- **What to do**:
Pull out every line of the listing that contains the string "knit", matching case exactly.

- **Material for this task**:
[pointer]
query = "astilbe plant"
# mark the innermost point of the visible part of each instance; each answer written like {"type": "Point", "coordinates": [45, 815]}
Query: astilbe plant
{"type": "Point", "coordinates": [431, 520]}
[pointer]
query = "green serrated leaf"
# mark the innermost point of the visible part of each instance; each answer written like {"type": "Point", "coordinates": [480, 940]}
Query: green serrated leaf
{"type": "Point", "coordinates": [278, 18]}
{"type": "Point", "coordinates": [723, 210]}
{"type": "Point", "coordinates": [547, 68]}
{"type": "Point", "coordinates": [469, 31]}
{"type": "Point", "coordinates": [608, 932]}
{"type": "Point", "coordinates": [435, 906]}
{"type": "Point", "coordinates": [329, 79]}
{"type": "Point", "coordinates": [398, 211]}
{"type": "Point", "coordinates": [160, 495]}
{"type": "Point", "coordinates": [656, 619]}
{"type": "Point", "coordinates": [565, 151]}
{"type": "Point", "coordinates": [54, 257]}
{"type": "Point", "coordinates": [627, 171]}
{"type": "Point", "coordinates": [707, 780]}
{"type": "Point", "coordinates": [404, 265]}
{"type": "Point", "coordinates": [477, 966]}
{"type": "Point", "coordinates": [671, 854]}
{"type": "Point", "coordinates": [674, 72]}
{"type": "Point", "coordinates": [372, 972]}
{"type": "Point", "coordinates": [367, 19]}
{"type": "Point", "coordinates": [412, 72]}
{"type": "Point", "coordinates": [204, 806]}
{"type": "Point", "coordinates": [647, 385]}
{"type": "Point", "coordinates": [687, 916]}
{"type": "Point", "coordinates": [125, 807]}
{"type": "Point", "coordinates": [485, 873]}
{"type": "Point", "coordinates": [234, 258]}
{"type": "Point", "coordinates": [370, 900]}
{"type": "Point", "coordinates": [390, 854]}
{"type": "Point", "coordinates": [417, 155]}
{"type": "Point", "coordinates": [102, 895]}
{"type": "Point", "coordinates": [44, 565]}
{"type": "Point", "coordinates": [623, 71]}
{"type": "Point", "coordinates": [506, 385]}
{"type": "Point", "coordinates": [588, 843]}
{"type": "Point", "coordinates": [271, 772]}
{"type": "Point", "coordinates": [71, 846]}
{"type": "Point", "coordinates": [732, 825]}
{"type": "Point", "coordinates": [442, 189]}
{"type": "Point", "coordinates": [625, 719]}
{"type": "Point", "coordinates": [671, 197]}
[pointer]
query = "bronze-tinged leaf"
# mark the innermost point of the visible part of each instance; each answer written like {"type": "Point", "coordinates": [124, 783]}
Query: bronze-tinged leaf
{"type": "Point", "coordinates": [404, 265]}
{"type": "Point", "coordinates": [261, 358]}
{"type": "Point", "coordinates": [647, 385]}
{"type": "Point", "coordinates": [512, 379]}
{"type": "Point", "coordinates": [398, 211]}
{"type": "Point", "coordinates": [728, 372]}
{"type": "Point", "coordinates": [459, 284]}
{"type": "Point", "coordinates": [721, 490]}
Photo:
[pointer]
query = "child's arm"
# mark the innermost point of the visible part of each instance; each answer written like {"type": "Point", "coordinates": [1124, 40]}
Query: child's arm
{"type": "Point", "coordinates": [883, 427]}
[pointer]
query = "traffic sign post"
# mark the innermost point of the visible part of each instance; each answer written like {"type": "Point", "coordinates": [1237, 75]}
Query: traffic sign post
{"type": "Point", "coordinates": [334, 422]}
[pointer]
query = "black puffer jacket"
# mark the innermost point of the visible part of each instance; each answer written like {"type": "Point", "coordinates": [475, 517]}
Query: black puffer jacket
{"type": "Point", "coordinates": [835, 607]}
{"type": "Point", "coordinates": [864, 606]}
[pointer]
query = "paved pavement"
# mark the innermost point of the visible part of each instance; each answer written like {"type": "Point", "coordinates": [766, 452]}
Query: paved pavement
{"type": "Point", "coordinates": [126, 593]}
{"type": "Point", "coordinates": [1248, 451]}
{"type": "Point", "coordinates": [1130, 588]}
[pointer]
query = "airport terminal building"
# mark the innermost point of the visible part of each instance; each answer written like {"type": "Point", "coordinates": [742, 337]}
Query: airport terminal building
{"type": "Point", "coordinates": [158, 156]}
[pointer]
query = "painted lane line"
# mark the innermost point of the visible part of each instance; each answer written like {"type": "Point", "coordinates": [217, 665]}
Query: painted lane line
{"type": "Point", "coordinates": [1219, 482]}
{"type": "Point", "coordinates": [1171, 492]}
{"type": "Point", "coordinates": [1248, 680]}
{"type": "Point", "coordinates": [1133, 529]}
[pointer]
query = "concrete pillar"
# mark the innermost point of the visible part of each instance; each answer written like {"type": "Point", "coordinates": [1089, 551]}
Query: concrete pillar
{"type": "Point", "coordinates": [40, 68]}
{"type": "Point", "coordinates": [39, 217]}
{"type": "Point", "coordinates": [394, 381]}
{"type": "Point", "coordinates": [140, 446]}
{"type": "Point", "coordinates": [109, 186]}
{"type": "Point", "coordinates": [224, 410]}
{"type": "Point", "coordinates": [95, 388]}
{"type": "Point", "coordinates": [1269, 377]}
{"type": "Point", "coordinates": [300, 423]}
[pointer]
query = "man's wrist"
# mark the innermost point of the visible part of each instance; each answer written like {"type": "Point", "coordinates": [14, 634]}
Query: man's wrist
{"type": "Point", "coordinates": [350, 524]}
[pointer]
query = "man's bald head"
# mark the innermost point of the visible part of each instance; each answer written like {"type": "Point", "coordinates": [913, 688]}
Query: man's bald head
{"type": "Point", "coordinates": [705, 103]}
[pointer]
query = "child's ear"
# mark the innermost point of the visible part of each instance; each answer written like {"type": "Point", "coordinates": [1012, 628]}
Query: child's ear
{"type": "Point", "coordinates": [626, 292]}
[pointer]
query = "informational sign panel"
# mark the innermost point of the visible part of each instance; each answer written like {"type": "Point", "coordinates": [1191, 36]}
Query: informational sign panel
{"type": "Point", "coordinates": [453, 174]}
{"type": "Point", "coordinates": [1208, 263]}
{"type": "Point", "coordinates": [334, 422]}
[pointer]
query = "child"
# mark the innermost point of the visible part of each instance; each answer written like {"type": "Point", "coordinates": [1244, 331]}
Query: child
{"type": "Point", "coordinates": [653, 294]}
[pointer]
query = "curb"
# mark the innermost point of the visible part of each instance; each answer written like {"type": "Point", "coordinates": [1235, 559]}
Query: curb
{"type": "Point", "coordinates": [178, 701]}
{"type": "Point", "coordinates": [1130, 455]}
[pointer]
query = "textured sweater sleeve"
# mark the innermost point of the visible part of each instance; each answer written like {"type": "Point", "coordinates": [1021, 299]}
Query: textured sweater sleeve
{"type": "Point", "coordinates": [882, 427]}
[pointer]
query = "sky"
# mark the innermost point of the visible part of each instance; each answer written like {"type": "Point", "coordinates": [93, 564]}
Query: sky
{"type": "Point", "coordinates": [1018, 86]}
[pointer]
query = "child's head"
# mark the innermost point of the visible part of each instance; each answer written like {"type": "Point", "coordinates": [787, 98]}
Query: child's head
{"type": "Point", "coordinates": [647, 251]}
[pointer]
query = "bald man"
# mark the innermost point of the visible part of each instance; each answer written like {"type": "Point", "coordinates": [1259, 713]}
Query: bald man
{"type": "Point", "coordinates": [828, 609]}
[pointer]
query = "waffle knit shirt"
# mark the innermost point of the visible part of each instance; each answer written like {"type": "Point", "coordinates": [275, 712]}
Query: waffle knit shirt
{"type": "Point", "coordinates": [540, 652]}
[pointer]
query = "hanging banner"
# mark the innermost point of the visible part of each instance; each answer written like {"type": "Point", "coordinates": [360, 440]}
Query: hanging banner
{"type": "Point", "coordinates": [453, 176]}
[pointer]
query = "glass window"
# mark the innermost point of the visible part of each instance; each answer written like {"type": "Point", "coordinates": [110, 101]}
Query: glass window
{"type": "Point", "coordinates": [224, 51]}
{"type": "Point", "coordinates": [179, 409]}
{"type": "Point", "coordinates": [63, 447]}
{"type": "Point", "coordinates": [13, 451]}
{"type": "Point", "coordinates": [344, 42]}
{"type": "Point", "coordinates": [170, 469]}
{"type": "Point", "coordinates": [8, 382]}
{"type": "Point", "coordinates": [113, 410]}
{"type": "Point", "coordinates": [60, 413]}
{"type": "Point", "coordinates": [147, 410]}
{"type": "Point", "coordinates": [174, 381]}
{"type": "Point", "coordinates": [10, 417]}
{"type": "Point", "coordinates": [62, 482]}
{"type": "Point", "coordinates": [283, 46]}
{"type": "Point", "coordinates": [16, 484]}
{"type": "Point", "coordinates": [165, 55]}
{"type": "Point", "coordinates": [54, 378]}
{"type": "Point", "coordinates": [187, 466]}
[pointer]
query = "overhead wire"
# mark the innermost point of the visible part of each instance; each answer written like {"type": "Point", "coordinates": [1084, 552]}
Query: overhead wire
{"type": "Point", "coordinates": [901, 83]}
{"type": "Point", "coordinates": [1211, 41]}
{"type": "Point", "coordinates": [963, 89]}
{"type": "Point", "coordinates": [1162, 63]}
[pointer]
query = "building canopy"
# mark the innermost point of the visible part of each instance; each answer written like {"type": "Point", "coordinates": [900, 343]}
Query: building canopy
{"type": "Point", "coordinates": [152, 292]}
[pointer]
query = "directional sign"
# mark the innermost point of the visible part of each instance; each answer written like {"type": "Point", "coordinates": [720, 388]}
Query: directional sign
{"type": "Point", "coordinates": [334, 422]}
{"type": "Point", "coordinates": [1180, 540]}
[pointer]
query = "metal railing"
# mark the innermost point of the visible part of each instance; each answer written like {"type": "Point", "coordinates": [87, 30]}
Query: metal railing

- **Reply to the exercise**:
query = "waffle knit shirt"
Query: waffle knit shirt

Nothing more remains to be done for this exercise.